• Stated goal:
Please put the lines below into a JSON list of strings, one string per line, leaving out any blank lines.
#### Supplied information ####
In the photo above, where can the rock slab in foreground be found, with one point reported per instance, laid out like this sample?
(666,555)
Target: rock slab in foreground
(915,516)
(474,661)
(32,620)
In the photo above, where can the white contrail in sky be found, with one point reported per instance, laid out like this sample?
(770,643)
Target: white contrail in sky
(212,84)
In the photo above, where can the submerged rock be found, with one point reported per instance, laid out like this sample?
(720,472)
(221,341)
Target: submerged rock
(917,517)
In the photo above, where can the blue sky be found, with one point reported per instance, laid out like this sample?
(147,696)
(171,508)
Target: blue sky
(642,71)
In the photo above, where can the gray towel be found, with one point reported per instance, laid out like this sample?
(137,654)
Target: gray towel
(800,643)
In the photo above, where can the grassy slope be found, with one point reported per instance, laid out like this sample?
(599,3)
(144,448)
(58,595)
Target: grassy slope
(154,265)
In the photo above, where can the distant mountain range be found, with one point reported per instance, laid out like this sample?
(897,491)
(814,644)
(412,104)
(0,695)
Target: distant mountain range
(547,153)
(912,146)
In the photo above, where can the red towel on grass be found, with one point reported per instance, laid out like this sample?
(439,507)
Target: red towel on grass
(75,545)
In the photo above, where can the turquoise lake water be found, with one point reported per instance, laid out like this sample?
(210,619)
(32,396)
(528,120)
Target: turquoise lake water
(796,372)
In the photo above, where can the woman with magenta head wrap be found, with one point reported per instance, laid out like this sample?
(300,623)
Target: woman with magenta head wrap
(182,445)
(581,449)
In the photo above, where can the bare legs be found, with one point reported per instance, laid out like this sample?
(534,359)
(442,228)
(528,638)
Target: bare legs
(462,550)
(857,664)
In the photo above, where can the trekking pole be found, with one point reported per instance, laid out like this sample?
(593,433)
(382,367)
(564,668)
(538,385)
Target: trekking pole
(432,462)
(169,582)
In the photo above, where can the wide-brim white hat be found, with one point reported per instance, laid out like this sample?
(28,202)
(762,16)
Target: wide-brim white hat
####
• Solution:
[
  "In the photo above, where can the rock slab in foreground be found, with one point reported per instance, laid out like this sample?",
  "(666,555)",
  "Target: rock slab in foreground",
  "(915,516)",
  "(474,661)",
  "(32,620)",
  "In the photo above, where can the white contrail in sky be found, with one point reported per instance, laid out like this sample?",
  "(770,643)",
  "Target: white contrail in sky",
  "(212,84)",
  "In the photo above, where can the submerged rock be found, with one point reported per instance, laid out like this sample?",
  "(720,472)",
  "(221,341)",
  "Target: submerged rock",
  "(917,517)",
  "In the photo above, where can the blue sky be found, with one point reported per instance, laid out like this sample?",
  "(147,696)",
  "(171,508)",
  "Target: blue sky",
  "(642,71)",
  "In the photo above, where can the gray towel be found, with one point reported per instance, laid out like this sample?",
  "(137,654)",
  "Target: gray towel",
  "(800,643)",
  "In the photo above, where can the grassy slope be found, with one point reported per instance, laid out like this sample?",
  "(599,3)",
  "(144,448)",
  "(58,595)",
  "Target: grassy slope",
  "(154,265)",
  "In the photo above, where can the distant mountain range be found, with one point reported per instance, laid out like this sample?",
  "(897,491)",
  "(814,644)",
  "(412,104)",
  "(0,695)",
  "Target: distant mountain range",
  "(547,153)",
  "(912,146)",
  "In the photo above, where can the red towel on grass be found, with one point reported per instance, laid out like this sample?",
  "(439,507)",
  "Target: red towel on grass",
  "(75,545)",
  "In the photo above, where can the turquoise lake water be found, with one point reported per instance, laid out like this sample?",
  "(210,619)",
  "(32,396)",
  "(528,120)",
  "Target: turquoise lake water",
  "(796,372)",
  "In the photo above, where can the woman with magenta head wrap be found, with one point reported per instance, laid out like this sample?",
  "(300,623)",
  "Target: woman with magenta head wrap",
  "(182,445)",
  "(581,449)",
  "In the photo above, where can the bare legs be found, with one point reported per instance, laid out like this sample?",
  "(534,359)",
  "(442,228)",
  "(528,638)",
  "Target: bare legs",
  "(462,550)",
  "(857,664)",
  "In the photo above, where can the trekking pole be found, with one point reported per instance, laid out like this sample?",
  "(593,433)",
  "(382,367)",
  "(564,668)",
  "(538,385)",
  "Target: trekking pole",
  "(432,462)",
  "(169,582)",
  "In the photo above, where can the wide-brim white hat be found, with one point reported per instance, laid out like this sample?",
  "(28,202)",
  "(762,16)",
  "Target: wide-brim white hat"
]